--- BEGIN Data provided ---
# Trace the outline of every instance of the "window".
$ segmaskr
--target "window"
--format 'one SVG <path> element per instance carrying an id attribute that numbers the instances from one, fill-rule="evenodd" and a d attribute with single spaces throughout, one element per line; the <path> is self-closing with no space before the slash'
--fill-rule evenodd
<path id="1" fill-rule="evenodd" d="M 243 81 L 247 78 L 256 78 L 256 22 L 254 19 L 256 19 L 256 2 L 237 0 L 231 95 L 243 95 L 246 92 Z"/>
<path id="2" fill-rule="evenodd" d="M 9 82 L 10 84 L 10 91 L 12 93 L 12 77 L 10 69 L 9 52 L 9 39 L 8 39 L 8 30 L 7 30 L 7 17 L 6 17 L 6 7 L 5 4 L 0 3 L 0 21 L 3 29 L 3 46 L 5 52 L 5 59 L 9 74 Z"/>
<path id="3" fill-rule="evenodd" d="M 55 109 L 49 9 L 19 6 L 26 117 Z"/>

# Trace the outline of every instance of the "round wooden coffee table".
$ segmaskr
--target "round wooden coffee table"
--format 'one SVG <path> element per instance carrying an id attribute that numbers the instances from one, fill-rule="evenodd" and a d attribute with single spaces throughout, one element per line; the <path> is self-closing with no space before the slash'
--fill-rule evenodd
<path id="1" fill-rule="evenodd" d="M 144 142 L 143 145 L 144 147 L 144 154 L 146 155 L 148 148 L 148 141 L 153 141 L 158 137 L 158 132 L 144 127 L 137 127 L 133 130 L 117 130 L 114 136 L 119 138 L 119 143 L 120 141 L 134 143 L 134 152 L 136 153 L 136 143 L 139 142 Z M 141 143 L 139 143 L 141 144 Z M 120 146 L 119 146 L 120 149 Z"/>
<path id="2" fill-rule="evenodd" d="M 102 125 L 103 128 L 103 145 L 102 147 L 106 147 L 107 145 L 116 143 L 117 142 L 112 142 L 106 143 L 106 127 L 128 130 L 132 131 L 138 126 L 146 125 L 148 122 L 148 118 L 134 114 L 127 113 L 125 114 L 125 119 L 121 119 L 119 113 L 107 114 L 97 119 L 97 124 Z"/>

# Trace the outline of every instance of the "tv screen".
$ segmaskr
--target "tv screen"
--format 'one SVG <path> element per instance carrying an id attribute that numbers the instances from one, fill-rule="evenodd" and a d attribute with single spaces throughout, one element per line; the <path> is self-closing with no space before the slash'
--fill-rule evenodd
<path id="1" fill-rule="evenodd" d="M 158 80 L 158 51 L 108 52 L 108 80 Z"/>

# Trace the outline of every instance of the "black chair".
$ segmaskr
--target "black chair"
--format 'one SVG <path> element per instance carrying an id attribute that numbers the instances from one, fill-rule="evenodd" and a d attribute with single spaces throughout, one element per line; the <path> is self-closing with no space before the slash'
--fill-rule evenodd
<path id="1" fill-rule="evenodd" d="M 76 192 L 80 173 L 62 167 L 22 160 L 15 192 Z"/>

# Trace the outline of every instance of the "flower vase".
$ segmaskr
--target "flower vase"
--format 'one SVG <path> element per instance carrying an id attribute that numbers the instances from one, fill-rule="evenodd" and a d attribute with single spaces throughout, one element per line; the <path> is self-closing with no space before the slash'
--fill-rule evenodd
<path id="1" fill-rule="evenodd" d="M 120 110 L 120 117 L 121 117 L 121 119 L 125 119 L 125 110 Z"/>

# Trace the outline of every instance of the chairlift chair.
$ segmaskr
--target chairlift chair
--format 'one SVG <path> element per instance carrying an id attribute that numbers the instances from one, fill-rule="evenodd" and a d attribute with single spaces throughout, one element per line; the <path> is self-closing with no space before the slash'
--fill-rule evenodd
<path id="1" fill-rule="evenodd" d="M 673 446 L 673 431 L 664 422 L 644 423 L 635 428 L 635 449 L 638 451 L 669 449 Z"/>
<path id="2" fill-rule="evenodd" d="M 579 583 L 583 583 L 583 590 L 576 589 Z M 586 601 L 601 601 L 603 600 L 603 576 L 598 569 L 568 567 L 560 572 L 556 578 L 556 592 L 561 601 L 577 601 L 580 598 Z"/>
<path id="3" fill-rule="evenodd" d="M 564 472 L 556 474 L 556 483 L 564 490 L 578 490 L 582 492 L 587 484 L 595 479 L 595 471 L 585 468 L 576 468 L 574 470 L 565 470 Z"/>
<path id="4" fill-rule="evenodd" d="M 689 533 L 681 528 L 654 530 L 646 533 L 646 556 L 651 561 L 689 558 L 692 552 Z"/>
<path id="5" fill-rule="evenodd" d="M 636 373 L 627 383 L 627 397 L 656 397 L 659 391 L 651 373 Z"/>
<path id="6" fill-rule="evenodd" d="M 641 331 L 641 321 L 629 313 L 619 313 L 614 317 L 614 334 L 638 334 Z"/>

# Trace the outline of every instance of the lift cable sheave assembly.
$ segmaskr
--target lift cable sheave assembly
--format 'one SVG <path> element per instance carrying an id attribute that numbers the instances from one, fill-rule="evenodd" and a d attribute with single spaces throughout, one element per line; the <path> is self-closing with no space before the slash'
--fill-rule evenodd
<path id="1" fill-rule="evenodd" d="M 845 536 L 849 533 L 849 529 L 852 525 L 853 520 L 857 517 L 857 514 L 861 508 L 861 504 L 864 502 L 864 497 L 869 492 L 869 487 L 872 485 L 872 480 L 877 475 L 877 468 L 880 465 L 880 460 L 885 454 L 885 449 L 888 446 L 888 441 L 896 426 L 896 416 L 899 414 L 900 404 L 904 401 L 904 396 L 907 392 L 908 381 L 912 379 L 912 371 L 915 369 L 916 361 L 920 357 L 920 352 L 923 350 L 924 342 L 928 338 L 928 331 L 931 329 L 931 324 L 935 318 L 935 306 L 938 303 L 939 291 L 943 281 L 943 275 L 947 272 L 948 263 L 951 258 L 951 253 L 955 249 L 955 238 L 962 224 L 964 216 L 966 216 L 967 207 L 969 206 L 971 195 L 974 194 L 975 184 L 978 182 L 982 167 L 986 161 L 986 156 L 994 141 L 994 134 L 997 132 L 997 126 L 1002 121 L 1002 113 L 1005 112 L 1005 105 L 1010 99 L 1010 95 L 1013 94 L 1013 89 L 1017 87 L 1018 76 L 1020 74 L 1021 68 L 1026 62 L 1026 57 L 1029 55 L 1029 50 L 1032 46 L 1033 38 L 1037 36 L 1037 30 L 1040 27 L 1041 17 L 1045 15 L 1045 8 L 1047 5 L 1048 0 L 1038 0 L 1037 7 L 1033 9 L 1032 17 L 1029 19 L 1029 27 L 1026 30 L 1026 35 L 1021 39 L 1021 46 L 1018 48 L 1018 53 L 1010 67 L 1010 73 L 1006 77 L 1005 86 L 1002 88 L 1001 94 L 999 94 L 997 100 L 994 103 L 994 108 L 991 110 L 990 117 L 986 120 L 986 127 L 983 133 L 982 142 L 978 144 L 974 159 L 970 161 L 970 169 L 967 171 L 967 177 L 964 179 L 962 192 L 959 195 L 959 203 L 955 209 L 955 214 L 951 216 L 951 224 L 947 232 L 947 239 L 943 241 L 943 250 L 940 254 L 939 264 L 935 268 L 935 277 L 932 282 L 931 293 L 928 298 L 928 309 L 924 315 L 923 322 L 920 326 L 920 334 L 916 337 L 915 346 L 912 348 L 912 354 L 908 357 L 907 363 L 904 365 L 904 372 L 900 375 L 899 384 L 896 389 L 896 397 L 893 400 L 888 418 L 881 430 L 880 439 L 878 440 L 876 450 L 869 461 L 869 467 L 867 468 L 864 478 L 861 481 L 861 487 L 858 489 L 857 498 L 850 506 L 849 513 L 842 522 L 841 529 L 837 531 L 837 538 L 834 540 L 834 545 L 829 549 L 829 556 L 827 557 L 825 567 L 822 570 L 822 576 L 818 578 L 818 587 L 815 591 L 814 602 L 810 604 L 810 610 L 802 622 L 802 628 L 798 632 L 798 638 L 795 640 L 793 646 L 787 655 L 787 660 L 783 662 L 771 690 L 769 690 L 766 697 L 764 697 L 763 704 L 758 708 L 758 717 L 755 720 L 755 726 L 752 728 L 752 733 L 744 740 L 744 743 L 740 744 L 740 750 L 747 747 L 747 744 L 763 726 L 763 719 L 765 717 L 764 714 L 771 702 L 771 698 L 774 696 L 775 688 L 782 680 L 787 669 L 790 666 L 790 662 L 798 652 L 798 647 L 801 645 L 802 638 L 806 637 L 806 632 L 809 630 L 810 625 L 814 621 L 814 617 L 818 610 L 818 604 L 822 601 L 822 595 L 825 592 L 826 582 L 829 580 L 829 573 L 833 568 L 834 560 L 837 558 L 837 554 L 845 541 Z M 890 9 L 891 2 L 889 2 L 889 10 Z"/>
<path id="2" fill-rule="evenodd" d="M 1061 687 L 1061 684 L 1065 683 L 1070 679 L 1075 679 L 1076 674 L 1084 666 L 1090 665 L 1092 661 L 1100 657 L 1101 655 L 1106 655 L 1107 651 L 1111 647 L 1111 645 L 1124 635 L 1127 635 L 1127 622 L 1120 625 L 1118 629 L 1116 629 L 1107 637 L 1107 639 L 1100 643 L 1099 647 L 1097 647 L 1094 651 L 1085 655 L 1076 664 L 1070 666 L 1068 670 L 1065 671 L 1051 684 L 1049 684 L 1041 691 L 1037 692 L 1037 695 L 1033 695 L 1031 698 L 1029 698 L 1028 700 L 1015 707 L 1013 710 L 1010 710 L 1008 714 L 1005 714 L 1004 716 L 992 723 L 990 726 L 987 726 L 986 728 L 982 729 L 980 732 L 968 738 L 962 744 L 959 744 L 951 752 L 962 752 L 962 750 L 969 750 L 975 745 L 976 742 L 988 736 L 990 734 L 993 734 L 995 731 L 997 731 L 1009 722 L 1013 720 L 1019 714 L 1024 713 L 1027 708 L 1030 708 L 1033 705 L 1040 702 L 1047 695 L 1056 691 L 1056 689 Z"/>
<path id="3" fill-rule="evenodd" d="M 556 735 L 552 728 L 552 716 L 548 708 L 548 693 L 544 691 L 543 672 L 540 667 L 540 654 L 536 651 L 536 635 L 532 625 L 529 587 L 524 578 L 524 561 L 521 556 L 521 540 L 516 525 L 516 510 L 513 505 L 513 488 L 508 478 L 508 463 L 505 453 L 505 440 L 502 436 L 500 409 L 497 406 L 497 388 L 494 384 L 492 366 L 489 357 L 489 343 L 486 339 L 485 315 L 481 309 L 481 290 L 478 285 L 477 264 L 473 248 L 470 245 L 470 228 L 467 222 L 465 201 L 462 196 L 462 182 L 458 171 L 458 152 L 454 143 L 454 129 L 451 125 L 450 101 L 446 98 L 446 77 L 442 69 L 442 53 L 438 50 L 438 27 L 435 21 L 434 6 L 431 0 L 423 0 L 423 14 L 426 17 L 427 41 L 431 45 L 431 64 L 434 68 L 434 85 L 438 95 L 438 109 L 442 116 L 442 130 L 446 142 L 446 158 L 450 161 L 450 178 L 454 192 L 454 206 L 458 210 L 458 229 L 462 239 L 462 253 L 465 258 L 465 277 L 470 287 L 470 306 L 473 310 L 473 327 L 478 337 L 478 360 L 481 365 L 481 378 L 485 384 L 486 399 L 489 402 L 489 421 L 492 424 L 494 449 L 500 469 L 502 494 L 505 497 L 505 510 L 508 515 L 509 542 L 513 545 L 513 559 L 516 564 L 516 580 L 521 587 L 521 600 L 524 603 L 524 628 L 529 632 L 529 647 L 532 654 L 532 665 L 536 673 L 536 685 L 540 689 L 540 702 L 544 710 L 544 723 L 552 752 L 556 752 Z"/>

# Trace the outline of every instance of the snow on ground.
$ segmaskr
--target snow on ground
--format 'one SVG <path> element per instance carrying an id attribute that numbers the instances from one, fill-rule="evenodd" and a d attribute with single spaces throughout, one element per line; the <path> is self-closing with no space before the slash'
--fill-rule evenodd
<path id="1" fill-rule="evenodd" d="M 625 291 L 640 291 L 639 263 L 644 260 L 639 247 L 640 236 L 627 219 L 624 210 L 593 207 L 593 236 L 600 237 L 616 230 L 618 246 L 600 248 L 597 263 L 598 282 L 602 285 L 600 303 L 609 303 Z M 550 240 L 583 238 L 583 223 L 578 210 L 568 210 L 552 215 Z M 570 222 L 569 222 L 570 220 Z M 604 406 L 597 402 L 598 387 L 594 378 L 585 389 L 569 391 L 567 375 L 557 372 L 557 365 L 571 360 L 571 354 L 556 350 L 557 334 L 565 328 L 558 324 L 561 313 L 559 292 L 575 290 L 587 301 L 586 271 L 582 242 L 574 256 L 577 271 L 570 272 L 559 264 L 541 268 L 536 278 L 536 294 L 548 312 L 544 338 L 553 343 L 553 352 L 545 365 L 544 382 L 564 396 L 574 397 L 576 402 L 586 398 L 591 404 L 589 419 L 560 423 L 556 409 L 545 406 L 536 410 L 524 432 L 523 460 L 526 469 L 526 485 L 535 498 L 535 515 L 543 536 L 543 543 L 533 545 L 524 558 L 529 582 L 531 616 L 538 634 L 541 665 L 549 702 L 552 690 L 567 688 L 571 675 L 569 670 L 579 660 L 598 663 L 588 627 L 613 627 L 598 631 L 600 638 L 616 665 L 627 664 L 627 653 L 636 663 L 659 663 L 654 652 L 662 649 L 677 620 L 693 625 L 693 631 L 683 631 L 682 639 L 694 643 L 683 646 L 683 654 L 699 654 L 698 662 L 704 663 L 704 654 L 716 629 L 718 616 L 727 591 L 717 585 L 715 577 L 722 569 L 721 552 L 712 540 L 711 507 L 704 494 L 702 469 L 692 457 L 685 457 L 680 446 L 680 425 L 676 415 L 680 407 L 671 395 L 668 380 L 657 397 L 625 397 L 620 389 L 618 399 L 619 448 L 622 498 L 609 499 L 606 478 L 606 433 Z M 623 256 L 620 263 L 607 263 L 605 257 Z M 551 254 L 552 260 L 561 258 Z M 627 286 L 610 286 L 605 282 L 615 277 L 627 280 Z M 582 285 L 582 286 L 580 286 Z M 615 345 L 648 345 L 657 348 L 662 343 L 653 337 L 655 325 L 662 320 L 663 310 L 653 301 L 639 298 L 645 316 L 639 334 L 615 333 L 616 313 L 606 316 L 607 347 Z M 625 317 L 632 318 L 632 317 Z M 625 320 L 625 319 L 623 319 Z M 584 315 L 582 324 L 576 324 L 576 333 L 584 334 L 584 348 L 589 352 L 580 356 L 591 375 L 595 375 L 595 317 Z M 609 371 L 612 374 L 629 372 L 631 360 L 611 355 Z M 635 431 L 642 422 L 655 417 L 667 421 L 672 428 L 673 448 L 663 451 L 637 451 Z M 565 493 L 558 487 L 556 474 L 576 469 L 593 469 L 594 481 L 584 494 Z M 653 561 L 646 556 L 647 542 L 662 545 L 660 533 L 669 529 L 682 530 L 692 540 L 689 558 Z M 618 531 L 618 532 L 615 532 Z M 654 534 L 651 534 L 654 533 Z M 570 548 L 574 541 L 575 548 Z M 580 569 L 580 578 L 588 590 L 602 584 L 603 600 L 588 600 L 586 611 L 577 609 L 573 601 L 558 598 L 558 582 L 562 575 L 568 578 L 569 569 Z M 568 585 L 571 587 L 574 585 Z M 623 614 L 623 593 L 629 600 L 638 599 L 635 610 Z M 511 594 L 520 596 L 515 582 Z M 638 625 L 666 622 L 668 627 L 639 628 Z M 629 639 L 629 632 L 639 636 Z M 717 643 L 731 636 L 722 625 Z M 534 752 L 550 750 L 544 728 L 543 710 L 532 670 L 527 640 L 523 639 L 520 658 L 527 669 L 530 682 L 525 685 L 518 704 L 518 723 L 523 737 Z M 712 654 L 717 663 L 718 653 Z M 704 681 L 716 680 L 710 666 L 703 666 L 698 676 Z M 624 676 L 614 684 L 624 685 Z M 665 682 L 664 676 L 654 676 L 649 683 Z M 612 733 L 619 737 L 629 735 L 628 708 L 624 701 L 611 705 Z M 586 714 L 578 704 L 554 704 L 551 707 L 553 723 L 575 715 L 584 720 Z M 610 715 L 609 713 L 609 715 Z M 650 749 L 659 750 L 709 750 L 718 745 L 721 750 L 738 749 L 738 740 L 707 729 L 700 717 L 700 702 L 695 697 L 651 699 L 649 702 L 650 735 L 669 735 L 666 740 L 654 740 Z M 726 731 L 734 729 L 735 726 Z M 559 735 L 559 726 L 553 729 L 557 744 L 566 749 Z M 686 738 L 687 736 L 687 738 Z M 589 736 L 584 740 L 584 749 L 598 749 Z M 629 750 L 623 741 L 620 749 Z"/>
--- END Data provided ---
Reproduce the data above line for line, everything from the line containing "# Trace the outline of every instance of the lift" down to the line containing "--target lift cable sheave assembly", both included.

# Trace the outline of every instance of the lift cable sheave assembly.
$ segmaskr
--target lift cable sheave assembly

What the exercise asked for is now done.